··· Record set

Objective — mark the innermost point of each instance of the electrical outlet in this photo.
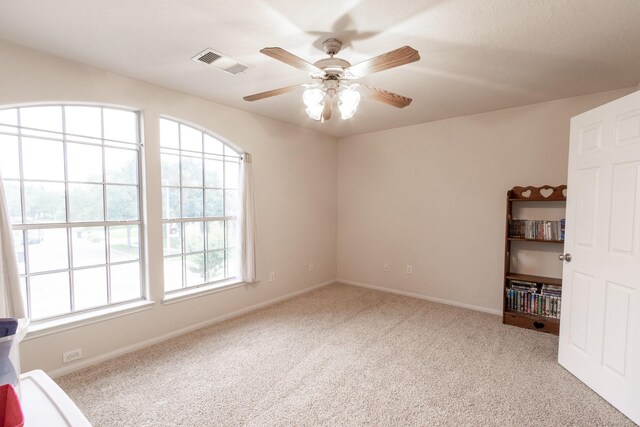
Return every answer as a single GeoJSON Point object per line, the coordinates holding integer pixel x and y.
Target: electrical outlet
{"type": "Point", "coordinates": [72, 355]}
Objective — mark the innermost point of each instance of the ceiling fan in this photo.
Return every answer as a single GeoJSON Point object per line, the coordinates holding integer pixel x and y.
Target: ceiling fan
{"type": "Point", "coordinates": [334, 76]}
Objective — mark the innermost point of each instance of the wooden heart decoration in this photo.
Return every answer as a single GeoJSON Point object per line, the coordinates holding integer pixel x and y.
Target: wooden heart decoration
{"type": "Point", "coordinates": [546, 192]}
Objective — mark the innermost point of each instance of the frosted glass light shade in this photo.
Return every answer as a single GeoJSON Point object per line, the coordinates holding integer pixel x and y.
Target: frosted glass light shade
{"type": "Point", "coordinates": [314, 100]}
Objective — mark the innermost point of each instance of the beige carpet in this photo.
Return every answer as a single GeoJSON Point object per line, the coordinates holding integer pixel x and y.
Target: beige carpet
{"type": "Point", "coordinates": [344, 356]}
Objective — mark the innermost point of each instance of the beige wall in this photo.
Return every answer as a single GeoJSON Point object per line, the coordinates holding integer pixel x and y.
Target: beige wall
{"type": "Point", "coordinates": [433, 196]}
{"type": "Point", "coordinates": [295, 179]}
{"type": "Point", "coordinates": [430, 195]}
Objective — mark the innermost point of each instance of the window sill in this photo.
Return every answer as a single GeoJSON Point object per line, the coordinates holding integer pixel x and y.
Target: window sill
{"type": "Point", "coordinates": [75, 321]}
{"type": "Point", "coordinates": [203, 290]}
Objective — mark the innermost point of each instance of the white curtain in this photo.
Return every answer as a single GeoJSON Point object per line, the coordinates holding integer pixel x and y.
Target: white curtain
{"type": "Point", "coordinates": [11, 304]}
{"type": "Point", "coordinates": [248, 268]}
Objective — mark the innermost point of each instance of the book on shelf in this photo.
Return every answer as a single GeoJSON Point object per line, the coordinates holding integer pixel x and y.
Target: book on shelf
{"type": "Point", "coordinates": [536, 229]}
{"type": "Point", "coordinates": [533, 298]}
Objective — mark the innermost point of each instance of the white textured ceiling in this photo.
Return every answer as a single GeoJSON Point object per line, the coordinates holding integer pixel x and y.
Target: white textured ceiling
{"type": "Point", "coordinates": [477, 55]}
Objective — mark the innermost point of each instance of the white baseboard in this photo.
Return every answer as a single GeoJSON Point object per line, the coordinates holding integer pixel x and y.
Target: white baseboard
{"type": "Point", "coordinates": [156, 340]}
{"type": "Point", "coordinates": [421, 296]}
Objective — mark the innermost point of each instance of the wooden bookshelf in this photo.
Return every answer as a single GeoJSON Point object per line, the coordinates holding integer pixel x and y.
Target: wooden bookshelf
{"type": "Point", "coordinates": [525, 314]}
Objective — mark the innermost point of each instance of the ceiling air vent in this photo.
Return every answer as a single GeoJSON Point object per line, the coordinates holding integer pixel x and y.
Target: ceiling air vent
{"type": "Point", "coordinates": [221, 62]}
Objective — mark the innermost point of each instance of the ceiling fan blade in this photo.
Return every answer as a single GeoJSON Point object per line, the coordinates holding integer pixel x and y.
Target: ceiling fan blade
{"type": "Point", "coordinates": [387, 97]}
{"type": "Point", "coordinates": [326, 111]}
{"type": "Point", "coordinates": [394, 58]}
{"type": "Point", "coordinates": [270, 93]}
{"type": "Point", "coordinates": [289, 58]}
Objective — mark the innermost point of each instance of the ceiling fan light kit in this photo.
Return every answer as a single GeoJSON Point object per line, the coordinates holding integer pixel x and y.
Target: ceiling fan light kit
{"type": "Point", "coordinates": [334, 75]}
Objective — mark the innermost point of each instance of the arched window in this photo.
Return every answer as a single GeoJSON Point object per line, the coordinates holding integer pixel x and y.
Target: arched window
{"type": "Point", "coordinates": [72, 179]}
{"type": "Point", "coordinates": [200, 184]}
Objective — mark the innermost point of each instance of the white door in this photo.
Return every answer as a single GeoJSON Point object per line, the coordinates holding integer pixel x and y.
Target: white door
{"type": "Point", "coordinates": [600, 326]}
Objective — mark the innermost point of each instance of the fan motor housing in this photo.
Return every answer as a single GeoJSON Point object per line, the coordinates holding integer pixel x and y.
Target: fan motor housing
{"type": "Point", "coordinates": [332, 66]}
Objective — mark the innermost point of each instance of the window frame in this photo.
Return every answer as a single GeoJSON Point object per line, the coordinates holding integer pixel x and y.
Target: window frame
{"type": "Point", "coordinates": [68, 225]}
{"type": "Point", "coordinates": [186, 290]}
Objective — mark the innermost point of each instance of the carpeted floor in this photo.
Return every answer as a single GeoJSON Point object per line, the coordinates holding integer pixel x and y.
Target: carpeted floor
{"type": "Point", "coordinates": [342, 355]}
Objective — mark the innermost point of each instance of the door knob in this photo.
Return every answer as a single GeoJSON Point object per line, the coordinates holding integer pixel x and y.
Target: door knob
{"type": "Point", "coordinates": [565, 257]}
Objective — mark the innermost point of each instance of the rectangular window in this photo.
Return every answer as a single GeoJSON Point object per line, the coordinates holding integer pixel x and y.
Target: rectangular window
{"type": "Point", "coordinates": [200, 178]}
{"type": "Point", "coordinates": [72, 179]}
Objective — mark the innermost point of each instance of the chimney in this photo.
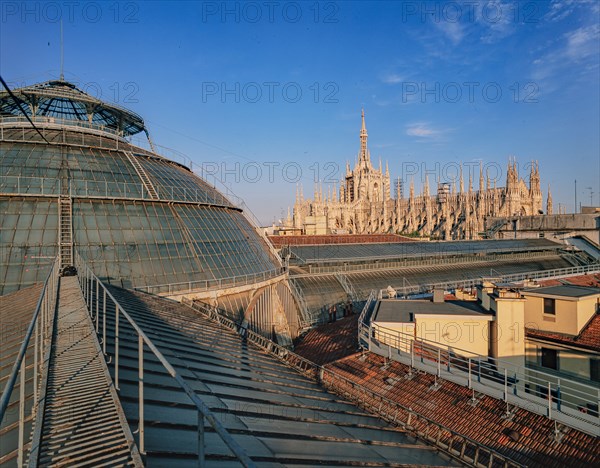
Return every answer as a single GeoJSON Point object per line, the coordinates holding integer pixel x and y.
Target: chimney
{"type": "Point", "coordinates": [438, 295]}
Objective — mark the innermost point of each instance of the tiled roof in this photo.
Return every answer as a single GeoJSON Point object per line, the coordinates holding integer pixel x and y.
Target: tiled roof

······

What you should do - Render all of the records above as a numbered list with blank lines omitted. Leave the pictures out of the answer.

Full output -
1. Objective — mark the innermost point of each instance of the electrical outlet in this photo.
2. Return every answer as a single GeoJSON Point object per line, the coordinates holding integer pixel x and y.
3. Target: electrical outlet
4. {"type": "Point", "coordinates": [72, 355]}
5. Objective — mark the innermost point of each instance of the ceiling fan in this photo.
6. Return every answer as a single GeoJSON Point object per line, the coordinates holding integer pixel x and y.
7. Target: ceiling fan
8. {"type": "Point", "coordinates": [334, 76]}
9. Objective — mark the innermost point of each instance of the wooden heart decoration in this photo.
10. Return every answer as a single GeoJSON Point object per line, the coordinates holding integer pixel x and y.
11. Target: wooden heart decoration
12. {"type": "Point", "coordinates": [546, 192]}
13. Objective — mark the innermost point of each instance of the frosted glass light shade in this photo.
14. Return every answer as a single GeoJSON Point object per line, the coordinates holding integer pixel x and y.
15. Target: frosted glass light shade
16. {"type": "Point", "coordinates": [314, 100]}
17. Objective — mark the innermost point of each instance of the beige carpet in this photo.
18. Return every answer as a single GeoJSON Point object per line, the coordinates holding integer pixel x and y.
19. Target: beige carpet
20. {"type": "Point", "coordinates": [344, 356]}
21. Objective — mark the innermost point of each instance of the beige wall in this photo.
22. Return every answer as a single GeoJSON Point object per line, the coordinates holding integer pixel x and y.
23. Target: beige wall
24. {"type": "Point", "coordinates": [433, 196]}
25. {"type": "Point", "coordinates": [295, 179]}
26. {"type": "Point", "coordinates": [430, 195]}
27. Objective — mark the innermost point of each instance of the window sill in this photo.
28. Return every answer as a single GeoJSON Point object per line, the coordinates holding integer pixel x and y.
29. Target: window sill
30. {"type": "Point", "coordinates": [75, 321]}
31. {"type": "Point", "coordinates": [203, 290]}
32. Objective — mark the innermost point of each instance of the white curtain in this photo.
33. Return every answer as a single GeoJSON Point object per line, the coordinates holding integer pixel x and y.
34. Target: white curtain
35. {"type": "Point", "coordinates": [11, 304]}
36. {"type": "Point", "coordinates": [248, 268]}
37. Objective — mark the innermost point of each instance of the book on shelf in this photo.
38. Return every answer as a single GeoJSON Point object per line, the coordinates holding integer pixel x and y.
39. Target: book on shelf
40. {"type": "Point", "coordinates": [536, 229]}
41. {"type": "Point", "coordinates": [533, 298]}
42. Objective — mark the innermost point of each instance of the white textured ceiling in this photo.
43. Return every answer as a single GeoJSON Point object per line, the coordinates holding integer pixel x and y.
44. Target: white textured ceiling
45. {"type": "Point", "coordinates": [477, 55]}
46. Objective — mark the innermost point of each instance of the white baseboard in this photo.
47. Return every answer as a single GeoJSON Point object per line, the coordinates holding integer pixel x and y.
48. Target: white baseboard
49. {"type": "Point", "coordinates": [156, 340]}
50. {"type": "Point", "coordinates": [421, 296]}
51. Objective — mark the innermost point of each instance of the wooden bookshelf in this photo.
52. Return every answer as a single GeoJSON Point object per line, the coordinates holding integer pixel x and y.
53. Target: wooden bookshelf
54. {"type": "Point", "coordinates": [525, 314]}
55. Objective — mark the innermost point of each instance of the ceiling air vent in this photo.
56. Return every answer as a single GeoJSON Point object per line, the coordinates holding integer pixel x and y.
57. Target: ceiling air vent
58. {"type": "Point", "coordinates": [221, 62]}
59. Objective — mark the innermost point of each instance of the ceiling fan blade in this photo.
60. Return every answer as a single GeoJSON Point object per line, the coordinates holding integer pixel x and y.
61. Target: ceiling fan blade
62. {"type": "Point", "coordinates": [387, 97]}
63. {"type": "Point", "coordinates": [326, 111]}
64. {"type": "Point", "coordinates": [394, 58]}
65. {"type": "Point", "coordinates": [270, 93]}
66. {"type": "Point", "coordinates": [289, 58]}
67. Objective — mark the innermost point of each instance of the ceiling fan light kit in this photo.
68. Return every answer as a single GeoJSON Point object per line, the coordinates holding integer pixel x and y.
69. Target: ceiling fan light kit
70. {"type": "Point", "coordinates": [334, 75]}
71. Objective — mark the innermost point of each instance of the arched window in this photo.
72. Return every answer as a single GeoJSON Point object per line, the coordinates holding integer pixel x and y.
73. Target: arched window
74. {"type": "Point", "coordinates": [72, 179]}
75. {"type": "Point", "coordinates": [200, 184]}
76. Objective — mark the innermost point of each instance of the white door in this photo.
77. Return every answer as a single GeoJSON Point object per line, the coordinates holding integer pixel x and y.
78. Target: white door
79. {"type": "Point", "coordinates": [600, 326]}
80. Objective — mark the innermost point of each instance of the fan motor housing in this photo.
81. Return every answer as a single GeoJSON Point object per line, the coordinates holding integer pixel x and y.
82. Target: fan motor housing
83. {"type": "Point", "coordinates": [332, 66]}
84. Objective — mark the innermost point of each instance of the window frame in this photo.
85. Return every answer as a single GeoJSON Point object per line, the coordinates holding integer pixel x and y.
86. Target: window frame
87. {"type": "Point", "coordinates": [68, 225]}
88. {"type": "Point", "coordinates": [186, 290]}
89. Objective — mark the innermost point of each instance of the carpeted floor in this photo.
90. Return every answer as a single GeoJSON Point object per line, the coordinates holding integer pixel x and y.
91. Target: carpeted floor
92. {"type": "Point", "coordinates": [342, 355]}
93. Objective — mark the innermost point of each instance of the door knob in this photo.
94. Return every answer as a single GeoJSON Point object per line, the coordinates holding integer pixel x and y.
95. Target: door knob
96. {"type": "Point", "coordinates": [565, 257]}
97. Objective — mark the innermost point of each instance of the rectangular window in this photo.
98. Return every answer as a single GeoJSON Point object per line, the coordinates holding integer pixel x and y.
99. Target: rectangular window
100. {"type": "Point", "coordinates": [200, 178]}
101. {"type": "Point", "coordinates": [72, 179]}
102. Objective — mark the innermost point of each instance of the chimney in this photo.
103. Return every answer as a single GeoJSON Point object per line, the coordinates holding integer pixel x and y.
104. Target: chimney
105. {"type": "Point", "coordinates": [438, 295]}
106. Objective — mark the innermost point of each instance of the tiled roof in this photo.
107. Return every answer as a single GeoJSON Point object per line, the coordinates holding integer pixel x and y.
108. Target: tiled roof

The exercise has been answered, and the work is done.